(Texte de lecture)
Ils ont pour points communs d’avoir consacré leur vie à la poésie et d’avoir eu une existence brève sans avoir obtenu la reconnaissance méritée : Jean-Pierre Duprey né en 1930 et suicidé à 29 ans, Jacques Prével né en 1915 et mort de la tuberculose à 36 ans. « Leur révolte était absolue, leurs œuvres uniques » résume César Birène dans sa postface. Christophe Dauphin éclaire leur vie et leur œuvre. Il nous apprend au passage le rôle joué en 1950 par notre discrète amie Colette Wittorski, alors étudiante, auprès de Jacques Prével dont elle a tapé les manuscrits qui furent ensuite édités à compte d’auteur.

Marie-Josée Christien, chronique "Nuits d'encre" du n°28 de la revue "Spered Gouez / l'esprit sauvage"




Critiques

"Si les articles sur Lucie Delarue-Mardrus commencent à se multiplier et permettent de redécouvrir son œuvre, les biographies concernant ce personnage littéraire sont suffisamment rares pour que l'on salue la parution de cet essai de Christophe Dauphin. Ce critique et essayiste s'est appliqué à retracer l'existence de cette femme de lettres en choisissant de l'aborder sous l'angle de la féminité. Les thèmes abordés dans son œuvre sont replacés dans le contexte esthétique de l'époque et mis en relations avec les écrits de ses contemporaines, révélant ainsi que l'esprit novateur qui anime ses premiers écrits.

Un des intérêts majeurs de cette biographie est le portrait assez étoffé que Christophe Dauphin brosse du Dr J.-C. Mardrus qui, jusque-là, n'était qu'à peine esquissé. On comprend mieux dés lors avec quel homme charismatique Lucie Delarue-Mardrus vécut jusqu'à la veille de la Première guerre Mondiale. On y trouvera également une réflexion sur sa démarche spirituelle et sur son homosexualité.

Nous saluons donc ici une belle tentative de concilier les différentes facettes de cette personnalité dont tous les critiques saluèrent l'énergie, la créativité."

Nelly Sanchez (in Cahiers Lucie Delarue-Mardrus, septembre 2015).

(Entrées tirées d'une collection)
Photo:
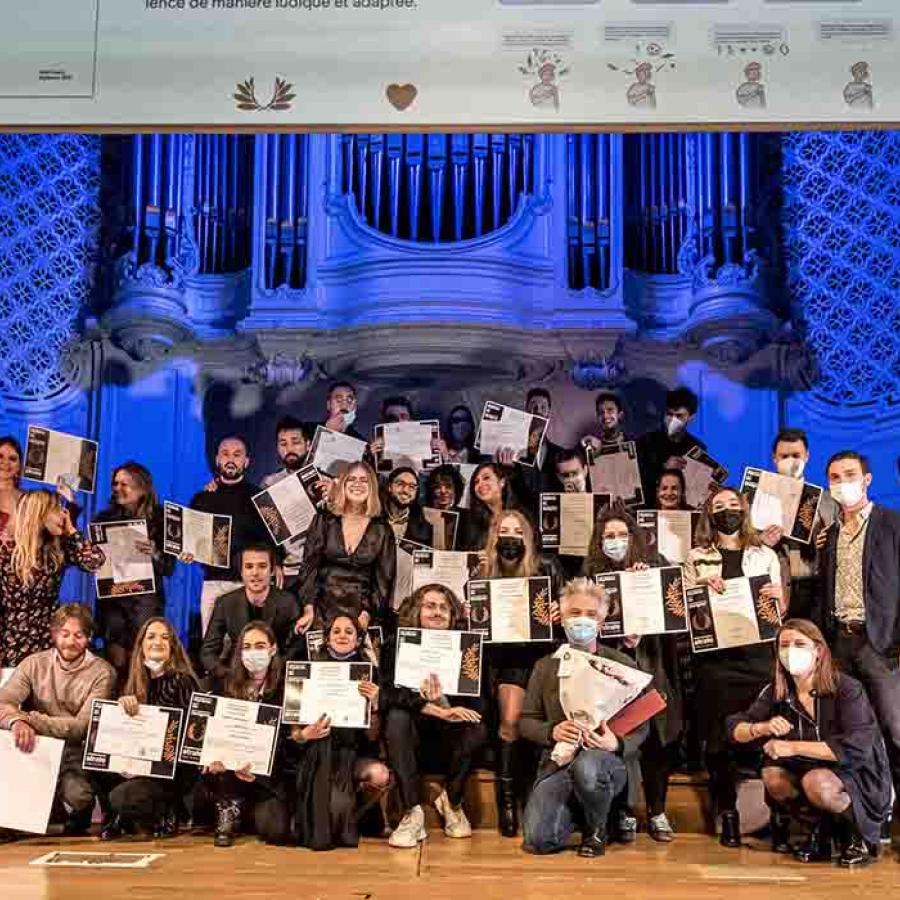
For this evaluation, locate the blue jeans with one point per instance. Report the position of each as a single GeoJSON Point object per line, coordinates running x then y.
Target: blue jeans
{"type": "Point", "coordinates": [592, 780]}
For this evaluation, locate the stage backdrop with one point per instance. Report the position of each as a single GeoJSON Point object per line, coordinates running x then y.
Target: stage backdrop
{"type": "Point", "coordinates": [159, 291]}
{"type": "Point", "coordinates": [411, 63]}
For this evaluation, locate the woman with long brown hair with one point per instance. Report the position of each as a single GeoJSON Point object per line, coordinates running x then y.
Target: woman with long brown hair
{"type": "Point", "coordinates": [727, 546]}
{"type": "Point", "coordinates": [45, 542]}
{"type": "Point", "coordinates": [350, 557]}
{"type": "Point", "coordinates": [823, 750]}
{"type": "Point", "coordinates": [160, 674]}
{"type": "Point", "coordinates": [133, 497]}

(Consignes)
[1] Selon le texte de lecture, à quel âge Jacques Prével est-il mort, et de quelle maladie ?
[2] Recopiez à l'identique le passage de la liste qui va de la ligne contenant « For this evaluation, locate the woman » jusqu'à la fin de la liste, bornes incluses.

(Corrigé des exercices)
[1] À 36 ans, de la tuberculose.

[2]
For this evaluation, locate the woman with long brown hair with one point per instance. Report the position of each as a single GeoJSON Point object per line, coordinates running x then y.
Target: woman with long brown hair
{"type": "Point", "coordinates": [727, 546]}
{"type": "Point", "coordinates": [45, 542]}
{"type": "Point", "coordinates": [350, 557]}
{"type": "Point", "coordinates": [823, 750]}
{"type": "Point", "coordinates": [160, 674]}
{"type": "Point", "coordinates": [133, 497]}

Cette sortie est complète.